Normen
LPolG Tir 1976 §15 Abs3 lita;
LPolG Tir 1976 §15 Abs4;
LPolG Tir 1976 §15 Abs3 lita;
LPolG Tir 1976 §15 Abs4;
Spruch:
Die Beschwerde wird als unbegründet abgewiesen.
Der Beschwerdeführer hat dem Land Tirol Aufwendungen in der Höhe von S 4.565,-- binnen zwei Wochen bei sonstiger Exekution zu ersetzen.
Begründung
Am 25. März 1995 beantragte der Beschwerdeführer beim Bürgermeister der Gemeinde Gries am Brenner die Erteilung einer Bordellbewilligung für einen näher bezeichneten Standort. Zur Frage des Bedarfes an einem Bordell führte er aus, im Bezirk Innsbruck Land seien 41.363 Männer der Altersgruppe von 20 bis 60 Jahren wohnhaft, das seien 29,27 % der Gesamtbevölkerung. Der Bezirk weise
52.284 Fremdenbetten aus. Bei Einrechnung der männlichen Urlaubsgäste der betreffenden Altersgruppe ergebe sich "eine Gesamtzahl von männlichen Personen für den Bezirk von ca. 122.000". Werde zugrunde gelegt, dass nur eine von zehn männlichen Personen das Angebot eines legalen Bordellbetriebes einmal im Jahr annehme, so liege eine Nachfrage von ca. 16.300 Personen vor. Dabei seien weder die Grenznähe noch die Nähe der Landeshauptstadt Innsbruck, von der der Standort nur 25 Minuten Fahrzeit entfernt sei, berücksichtigt.
Mit Bescheid vom 29. Dezember 1995 wies der Bürgermeister den Antrag ab. Begründend wurde dargelegt, es liege kein Bedarf nach der Einrichtung eines Bordells am beantragten Standort vor, weil der bewilligte Bordellbetrieb in Innsbruck in solcher Nähe liege, dass der Bedarf der Einwohner des Bezirkes Innsbruck-Land und der Gäste gedeckt sei.
Der Beschwerdeführer erhob Berufung. Er machte insbesondere geltend, es käme darauf an, ob sich in einer "benachbarten" Gemeinde ein Bordell befände. Dies sei nicht der Fall, weil zwischen Innsbruck und Gries am Brenner etwa 20 Gemeinden lägen. Es sei auch unter Entfernungsgesichtspunkten verfehlt, anzunehmen, der Betrieb in Innsbruck könne den im Bereich des Standortes gegebenen Bedarf decken.

........

Aufgabe 1:
Womit begründete der Bürgermeister laut dem Auszug über die Bordellbewilligung die Abweisung des Antrags?
Aufgabe 2:
Greifen Sie den Auszug über die Bordellbewilligung auf und führen Sie ihn im Anschluss an seinen letzten Satz weiter.
Die Daten spielen für die Bearbeitung keine Rolle.

........

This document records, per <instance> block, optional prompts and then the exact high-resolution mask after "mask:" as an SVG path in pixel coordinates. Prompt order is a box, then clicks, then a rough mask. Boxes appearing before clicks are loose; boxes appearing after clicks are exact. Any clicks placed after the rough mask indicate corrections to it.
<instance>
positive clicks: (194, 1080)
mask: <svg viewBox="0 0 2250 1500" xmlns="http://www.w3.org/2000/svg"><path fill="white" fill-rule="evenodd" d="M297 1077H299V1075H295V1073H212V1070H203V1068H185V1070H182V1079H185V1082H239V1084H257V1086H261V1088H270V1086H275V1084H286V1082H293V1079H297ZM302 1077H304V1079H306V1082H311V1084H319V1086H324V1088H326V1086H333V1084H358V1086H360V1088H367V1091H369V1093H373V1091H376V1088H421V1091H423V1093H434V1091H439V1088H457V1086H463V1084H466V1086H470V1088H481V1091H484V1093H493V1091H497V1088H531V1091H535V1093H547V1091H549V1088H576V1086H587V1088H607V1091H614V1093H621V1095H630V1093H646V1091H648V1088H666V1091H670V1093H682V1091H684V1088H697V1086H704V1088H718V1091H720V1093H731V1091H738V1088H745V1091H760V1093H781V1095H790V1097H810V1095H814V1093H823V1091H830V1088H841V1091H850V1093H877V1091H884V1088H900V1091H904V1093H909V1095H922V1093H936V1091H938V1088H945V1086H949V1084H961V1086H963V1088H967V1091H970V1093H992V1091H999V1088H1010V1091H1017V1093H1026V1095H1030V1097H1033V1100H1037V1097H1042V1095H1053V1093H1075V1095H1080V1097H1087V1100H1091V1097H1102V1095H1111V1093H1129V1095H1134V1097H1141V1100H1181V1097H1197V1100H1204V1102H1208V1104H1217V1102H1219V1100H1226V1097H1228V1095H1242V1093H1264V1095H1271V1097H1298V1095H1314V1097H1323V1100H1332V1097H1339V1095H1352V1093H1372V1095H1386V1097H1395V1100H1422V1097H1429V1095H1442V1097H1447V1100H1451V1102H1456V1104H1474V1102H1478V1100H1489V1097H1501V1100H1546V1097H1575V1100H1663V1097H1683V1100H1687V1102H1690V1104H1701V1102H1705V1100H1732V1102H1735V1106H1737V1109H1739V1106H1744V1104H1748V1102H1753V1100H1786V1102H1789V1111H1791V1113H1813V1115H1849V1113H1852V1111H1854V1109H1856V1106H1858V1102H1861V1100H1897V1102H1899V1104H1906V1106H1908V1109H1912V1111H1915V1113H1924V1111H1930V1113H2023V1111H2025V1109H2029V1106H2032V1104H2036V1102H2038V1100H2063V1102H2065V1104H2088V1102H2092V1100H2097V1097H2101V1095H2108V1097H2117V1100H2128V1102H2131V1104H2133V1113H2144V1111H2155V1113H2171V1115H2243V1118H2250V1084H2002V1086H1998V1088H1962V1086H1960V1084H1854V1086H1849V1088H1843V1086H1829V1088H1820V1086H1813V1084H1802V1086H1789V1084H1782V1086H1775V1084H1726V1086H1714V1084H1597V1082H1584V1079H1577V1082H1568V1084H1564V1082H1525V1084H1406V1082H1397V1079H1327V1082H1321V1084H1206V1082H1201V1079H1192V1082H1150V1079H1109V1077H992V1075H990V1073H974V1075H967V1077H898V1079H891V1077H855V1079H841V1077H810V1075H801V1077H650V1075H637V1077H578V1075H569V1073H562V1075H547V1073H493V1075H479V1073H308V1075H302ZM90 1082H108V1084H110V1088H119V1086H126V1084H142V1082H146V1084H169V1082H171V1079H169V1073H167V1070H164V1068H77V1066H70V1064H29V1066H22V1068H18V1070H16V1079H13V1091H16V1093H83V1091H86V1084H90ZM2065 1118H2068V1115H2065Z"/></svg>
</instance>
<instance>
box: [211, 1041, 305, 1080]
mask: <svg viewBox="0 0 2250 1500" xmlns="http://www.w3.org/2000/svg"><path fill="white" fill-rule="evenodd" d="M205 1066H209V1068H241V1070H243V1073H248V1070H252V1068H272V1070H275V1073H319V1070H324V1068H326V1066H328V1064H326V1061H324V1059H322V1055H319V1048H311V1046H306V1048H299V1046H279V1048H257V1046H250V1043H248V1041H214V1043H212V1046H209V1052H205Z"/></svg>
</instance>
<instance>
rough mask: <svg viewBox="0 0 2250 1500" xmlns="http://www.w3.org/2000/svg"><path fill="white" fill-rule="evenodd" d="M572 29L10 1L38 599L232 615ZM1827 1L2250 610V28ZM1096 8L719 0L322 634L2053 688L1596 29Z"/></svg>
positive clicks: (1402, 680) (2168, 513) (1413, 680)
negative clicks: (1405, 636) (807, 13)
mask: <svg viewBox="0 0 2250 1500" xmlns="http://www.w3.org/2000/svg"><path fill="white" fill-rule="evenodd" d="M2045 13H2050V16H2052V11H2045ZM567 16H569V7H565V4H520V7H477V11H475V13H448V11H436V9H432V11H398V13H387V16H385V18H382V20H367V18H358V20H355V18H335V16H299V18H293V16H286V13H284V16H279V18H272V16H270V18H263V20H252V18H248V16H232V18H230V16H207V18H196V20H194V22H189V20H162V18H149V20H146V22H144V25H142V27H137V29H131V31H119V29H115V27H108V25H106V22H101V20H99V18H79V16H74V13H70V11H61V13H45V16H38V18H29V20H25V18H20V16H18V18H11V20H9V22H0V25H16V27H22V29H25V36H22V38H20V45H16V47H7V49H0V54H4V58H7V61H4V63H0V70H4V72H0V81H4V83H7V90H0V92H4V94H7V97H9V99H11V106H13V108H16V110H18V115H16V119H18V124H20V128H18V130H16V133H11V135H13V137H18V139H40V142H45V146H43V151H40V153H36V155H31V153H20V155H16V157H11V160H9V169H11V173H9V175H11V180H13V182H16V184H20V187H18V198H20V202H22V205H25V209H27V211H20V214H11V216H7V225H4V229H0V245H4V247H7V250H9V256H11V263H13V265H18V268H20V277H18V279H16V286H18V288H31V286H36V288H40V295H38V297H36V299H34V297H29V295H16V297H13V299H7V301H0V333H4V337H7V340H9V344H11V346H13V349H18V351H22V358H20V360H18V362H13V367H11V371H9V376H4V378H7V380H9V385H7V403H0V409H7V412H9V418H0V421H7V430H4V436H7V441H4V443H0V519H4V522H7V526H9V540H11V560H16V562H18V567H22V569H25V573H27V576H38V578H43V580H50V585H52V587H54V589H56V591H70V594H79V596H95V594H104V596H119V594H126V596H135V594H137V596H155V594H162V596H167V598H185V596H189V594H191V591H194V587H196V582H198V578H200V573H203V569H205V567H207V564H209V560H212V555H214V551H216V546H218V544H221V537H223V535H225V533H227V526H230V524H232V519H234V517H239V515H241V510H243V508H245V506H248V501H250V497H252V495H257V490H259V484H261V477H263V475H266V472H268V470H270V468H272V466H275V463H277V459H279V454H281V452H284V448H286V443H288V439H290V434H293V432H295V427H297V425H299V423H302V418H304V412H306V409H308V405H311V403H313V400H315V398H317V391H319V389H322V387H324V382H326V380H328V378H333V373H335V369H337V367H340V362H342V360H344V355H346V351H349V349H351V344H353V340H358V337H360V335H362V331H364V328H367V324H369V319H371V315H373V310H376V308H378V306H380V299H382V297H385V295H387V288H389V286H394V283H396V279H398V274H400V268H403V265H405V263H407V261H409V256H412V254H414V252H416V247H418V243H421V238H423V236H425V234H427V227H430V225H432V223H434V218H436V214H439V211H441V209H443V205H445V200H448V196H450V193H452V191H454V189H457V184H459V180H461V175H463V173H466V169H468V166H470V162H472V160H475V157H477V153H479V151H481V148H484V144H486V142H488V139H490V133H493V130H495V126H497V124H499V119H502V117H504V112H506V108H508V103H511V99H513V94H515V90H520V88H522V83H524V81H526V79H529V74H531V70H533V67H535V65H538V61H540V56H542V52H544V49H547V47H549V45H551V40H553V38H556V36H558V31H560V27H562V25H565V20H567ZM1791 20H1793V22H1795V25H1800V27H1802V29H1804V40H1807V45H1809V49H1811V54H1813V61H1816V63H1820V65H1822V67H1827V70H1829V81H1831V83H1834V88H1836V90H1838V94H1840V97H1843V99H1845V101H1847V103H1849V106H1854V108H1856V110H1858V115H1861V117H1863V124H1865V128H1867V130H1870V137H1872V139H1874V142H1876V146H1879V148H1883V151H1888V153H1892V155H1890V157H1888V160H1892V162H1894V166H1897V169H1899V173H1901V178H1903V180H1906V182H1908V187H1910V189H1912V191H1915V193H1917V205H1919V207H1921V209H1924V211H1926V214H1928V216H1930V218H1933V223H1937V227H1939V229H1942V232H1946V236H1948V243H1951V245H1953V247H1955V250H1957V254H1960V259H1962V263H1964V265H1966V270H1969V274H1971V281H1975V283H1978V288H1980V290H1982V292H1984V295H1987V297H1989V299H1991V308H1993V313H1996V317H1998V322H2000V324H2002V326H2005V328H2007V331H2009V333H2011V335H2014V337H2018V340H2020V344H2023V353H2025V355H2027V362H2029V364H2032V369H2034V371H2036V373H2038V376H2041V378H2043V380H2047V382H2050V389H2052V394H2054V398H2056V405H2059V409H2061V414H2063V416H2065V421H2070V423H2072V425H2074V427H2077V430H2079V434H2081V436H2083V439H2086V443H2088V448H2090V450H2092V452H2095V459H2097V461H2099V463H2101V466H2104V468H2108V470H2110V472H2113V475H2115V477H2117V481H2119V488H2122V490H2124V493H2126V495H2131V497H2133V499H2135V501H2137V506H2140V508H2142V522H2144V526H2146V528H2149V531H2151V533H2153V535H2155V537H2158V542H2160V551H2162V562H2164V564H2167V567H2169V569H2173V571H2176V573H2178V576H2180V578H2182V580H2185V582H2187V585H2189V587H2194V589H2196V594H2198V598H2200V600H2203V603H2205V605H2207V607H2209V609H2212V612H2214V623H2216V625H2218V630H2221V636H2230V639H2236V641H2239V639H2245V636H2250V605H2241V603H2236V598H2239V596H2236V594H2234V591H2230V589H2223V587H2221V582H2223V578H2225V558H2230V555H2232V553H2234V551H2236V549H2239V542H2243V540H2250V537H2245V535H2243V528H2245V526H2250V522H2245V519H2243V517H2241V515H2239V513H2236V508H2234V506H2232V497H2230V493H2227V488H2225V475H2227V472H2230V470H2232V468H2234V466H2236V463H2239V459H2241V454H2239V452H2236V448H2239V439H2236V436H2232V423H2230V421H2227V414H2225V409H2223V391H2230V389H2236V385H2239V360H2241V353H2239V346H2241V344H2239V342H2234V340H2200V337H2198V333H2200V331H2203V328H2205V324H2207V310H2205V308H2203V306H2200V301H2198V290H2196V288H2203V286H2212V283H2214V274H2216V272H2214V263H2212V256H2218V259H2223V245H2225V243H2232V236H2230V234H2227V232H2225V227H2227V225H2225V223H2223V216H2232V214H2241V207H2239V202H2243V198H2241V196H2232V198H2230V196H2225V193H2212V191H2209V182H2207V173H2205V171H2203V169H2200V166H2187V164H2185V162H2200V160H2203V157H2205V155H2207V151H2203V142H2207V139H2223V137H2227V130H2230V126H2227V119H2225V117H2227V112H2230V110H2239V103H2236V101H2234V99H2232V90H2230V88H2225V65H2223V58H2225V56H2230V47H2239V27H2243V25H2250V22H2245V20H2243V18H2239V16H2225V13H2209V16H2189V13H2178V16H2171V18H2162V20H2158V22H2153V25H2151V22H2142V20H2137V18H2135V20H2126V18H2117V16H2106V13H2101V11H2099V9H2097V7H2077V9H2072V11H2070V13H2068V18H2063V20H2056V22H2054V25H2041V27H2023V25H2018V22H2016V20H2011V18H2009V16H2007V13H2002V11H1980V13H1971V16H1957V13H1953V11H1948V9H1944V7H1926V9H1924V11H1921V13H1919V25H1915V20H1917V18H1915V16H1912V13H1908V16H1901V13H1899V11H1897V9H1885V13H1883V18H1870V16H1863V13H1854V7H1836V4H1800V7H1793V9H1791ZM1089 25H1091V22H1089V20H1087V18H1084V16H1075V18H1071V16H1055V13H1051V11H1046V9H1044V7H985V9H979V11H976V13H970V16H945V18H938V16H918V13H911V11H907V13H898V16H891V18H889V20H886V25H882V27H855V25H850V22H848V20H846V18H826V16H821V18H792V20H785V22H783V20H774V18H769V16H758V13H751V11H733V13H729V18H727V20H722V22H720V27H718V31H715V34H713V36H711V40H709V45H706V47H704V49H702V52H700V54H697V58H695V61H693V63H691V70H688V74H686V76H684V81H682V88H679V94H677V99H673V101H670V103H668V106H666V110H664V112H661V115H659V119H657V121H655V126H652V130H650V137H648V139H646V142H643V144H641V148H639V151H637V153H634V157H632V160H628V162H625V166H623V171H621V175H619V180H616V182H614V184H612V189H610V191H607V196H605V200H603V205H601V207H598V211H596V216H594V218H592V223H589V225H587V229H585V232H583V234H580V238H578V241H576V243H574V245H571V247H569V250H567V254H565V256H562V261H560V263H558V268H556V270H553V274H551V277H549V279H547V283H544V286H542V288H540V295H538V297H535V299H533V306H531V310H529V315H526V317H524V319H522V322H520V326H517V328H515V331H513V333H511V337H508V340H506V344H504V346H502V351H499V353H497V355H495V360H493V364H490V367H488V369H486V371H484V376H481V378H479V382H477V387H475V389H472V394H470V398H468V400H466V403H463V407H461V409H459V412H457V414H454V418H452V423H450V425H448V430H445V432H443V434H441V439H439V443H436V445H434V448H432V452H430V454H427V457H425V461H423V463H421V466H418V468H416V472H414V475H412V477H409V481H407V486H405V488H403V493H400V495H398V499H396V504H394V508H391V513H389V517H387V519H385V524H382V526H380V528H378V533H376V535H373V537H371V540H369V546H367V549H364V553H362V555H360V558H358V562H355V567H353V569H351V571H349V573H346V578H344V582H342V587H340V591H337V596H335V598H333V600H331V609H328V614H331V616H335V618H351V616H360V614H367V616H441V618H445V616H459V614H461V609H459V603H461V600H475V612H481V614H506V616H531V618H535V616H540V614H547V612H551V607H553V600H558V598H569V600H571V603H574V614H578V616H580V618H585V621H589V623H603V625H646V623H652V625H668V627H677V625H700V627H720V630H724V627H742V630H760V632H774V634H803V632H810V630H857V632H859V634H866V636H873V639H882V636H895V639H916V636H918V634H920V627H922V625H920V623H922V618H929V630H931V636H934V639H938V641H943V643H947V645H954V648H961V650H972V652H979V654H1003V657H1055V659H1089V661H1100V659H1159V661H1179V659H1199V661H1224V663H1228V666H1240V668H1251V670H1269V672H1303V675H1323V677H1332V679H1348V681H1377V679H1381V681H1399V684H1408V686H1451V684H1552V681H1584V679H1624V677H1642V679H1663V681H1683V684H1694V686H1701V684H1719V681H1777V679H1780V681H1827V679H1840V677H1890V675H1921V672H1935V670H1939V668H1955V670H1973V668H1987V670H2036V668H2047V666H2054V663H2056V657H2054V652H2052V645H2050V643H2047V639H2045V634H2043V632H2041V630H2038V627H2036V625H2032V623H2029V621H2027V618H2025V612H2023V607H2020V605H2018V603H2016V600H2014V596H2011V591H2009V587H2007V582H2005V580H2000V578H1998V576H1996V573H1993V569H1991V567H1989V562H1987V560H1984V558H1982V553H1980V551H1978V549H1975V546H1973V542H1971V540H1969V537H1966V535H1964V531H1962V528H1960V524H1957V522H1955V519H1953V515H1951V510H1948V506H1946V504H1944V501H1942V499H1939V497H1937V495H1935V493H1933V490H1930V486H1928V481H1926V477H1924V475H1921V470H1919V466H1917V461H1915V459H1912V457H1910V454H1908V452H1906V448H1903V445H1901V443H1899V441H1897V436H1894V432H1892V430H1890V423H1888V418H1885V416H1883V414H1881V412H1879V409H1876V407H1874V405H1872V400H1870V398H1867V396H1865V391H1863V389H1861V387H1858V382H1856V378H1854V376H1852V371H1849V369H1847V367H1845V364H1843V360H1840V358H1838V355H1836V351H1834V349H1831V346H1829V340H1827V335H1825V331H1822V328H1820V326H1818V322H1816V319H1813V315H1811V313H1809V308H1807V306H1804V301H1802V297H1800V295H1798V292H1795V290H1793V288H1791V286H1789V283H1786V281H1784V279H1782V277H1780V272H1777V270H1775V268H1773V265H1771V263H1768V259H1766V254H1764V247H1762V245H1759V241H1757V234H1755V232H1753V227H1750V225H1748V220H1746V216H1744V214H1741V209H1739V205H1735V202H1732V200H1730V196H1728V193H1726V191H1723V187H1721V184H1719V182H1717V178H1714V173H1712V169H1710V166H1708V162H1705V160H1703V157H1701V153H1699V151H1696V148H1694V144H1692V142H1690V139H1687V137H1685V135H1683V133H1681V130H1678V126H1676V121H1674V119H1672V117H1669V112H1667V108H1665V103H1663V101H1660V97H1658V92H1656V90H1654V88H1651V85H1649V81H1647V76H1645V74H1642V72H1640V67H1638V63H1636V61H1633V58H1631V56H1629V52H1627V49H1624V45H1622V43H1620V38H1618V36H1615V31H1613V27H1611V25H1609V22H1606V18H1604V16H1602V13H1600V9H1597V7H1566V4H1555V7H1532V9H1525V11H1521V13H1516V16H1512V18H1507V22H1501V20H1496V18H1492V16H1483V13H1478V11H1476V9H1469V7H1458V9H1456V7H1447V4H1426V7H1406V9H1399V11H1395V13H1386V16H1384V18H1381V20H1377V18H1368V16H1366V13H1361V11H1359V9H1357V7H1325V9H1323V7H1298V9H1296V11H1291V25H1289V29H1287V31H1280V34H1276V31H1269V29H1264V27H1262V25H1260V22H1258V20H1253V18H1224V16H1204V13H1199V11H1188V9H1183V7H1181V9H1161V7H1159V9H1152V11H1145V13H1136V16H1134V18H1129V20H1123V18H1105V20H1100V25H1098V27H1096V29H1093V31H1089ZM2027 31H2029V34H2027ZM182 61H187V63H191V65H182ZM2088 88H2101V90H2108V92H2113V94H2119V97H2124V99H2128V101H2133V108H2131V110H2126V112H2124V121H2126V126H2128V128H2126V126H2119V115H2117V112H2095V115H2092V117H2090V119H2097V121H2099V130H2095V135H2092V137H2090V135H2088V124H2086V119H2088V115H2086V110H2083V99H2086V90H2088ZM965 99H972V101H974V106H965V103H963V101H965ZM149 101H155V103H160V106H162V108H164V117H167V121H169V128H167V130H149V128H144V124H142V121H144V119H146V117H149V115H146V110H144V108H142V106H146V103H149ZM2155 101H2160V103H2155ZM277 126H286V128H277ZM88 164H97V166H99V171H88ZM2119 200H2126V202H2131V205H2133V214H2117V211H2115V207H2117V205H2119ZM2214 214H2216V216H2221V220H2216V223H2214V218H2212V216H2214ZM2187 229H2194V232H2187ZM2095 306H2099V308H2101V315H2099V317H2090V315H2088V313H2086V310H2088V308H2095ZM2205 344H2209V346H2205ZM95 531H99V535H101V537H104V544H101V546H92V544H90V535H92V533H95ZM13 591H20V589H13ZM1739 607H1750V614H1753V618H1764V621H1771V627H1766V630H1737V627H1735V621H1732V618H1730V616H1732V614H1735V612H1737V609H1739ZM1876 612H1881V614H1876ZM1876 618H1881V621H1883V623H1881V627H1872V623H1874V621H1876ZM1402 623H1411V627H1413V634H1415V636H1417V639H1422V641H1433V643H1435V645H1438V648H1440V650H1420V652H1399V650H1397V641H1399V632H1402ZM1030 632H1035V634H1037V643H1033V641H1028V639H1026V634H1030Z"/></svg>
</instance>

........

Lösung 1:
Er begründete sie damit, dass am beantragten Standort kein Bedarf an einem Bordell bestehe. Der bewilligte Bordellbetrieb in Innsbruck liege so nahe, dass er den Bedarf der Einwohner des Bezirkes Innsbruck-Land und der Gäste decke.

Lösung 2:
Mit Bescheid vom 13. Februar 1996 wies der Gemeindevorstand der Gemeinde Gries am Brenner die Berufung ab. Er vertrat in der Bedarfsfrage u.a. die Auffassung, mit dem Begriff der "benachbarten" Gemeinde nehme das Gesetz nicht nur auf unmittelbar angrenzende Gemeinden Bezug. Im Hinblick auf lediglich 25 Minuten Fahrzeit vom geplanten Standort zum bewilligten Bordell in Innsbruck, das nicht zur Gänze ausgelastet sei, bestehe kein Bedarf nach einem Bordell in Gries am Brenner. Im Übrigen gingen die Annahmen des Beschwerdeführers in der Frage des Bedarfes von falschen Voraussetzungen aus. Die Besucher eines Bordells würden die Anonymität der Großstadt suchen; die Bevölkerung der ländlich geprägten Umgebung des Standortes würde somit einen Bordellbesuch in Innsbruck vorziehen.
Der Beschwerdeführer erhob Vorstellung. In der Bedarfsfrage machte er unter Wiederholung seiner Darlegungen vor den Gemeindebehörden geltend, das einzige objektive Merkmal für den Bedarf sei die Bevölkerungsstatistik. Innsbruck sei keine benachbarte Gemeinde. Die Überlegungen des Gemeindevorstandes über die Anonymität seien unerheblich.
Mit dem angefochtenen Bescheid wies die belangte Behörde die Vorstellung als unbegründet ab. Begründend teilte sie die Auffassungen des Gemeindevorstandes in der Bedarfsfrage.
Gegen diesen Bescheid erhob der Beschwerdeführer zunächst Beschwerde an den Verfassungsgerichtshof. Dieser lehnte die Behandlung der Beschwerde mit Beschluss vom 25. November 1996, B 1623/96, ab und trat sie dem Verwaltungsgerichtshof zur Entscheidung ab. Vor dem Verwaltungsgerichtshof macht die Beschwerde Rechtswidrigkeit des Inhaltes und Rechtswidrigkeit infolge Verletzung von Verfahrensvorschriften geltend.
Die belangte Behörde legte die Akten des Verfahrens vor und erstattete eine Gegenschrift, in der die kostenpflichtige Abweisung der Beschwerde beantragt wird.
Der Verwaltungsgerichtshof hat erwogen:
Nach § 14 des Tiroler Landes-Polizeigesetzes (LPolG) ist
verboten:
a) die gewerbsmäßige Hingabe des eigenen Körpers an Personen des anderen Geschlechtes zu deren sexueller Befriedigung (Prostitution) außerhalb behördlich bewilligter Bordelle (§ 15);
b) die außerhalb behördlich bewilligter Bordelle erfolgende Anbahnung von Beziehungen zur Ausübung der Prostitution;
c) die Gewährung oder Beschaffung der Gelegenheit, insbesondere durch Überlassung von Räumen, zur Ausübung der Prostitution oder zur Anbahnung von Beziehungen zur Ausübung der Prostitution außerhalb behördlich bewilligter Bordelle.
Nach § 15 Abs. 1 LPolG darf ein Bordell nur mit behördlicher Bewilligung (Bordellbewilligung) betrieben werden.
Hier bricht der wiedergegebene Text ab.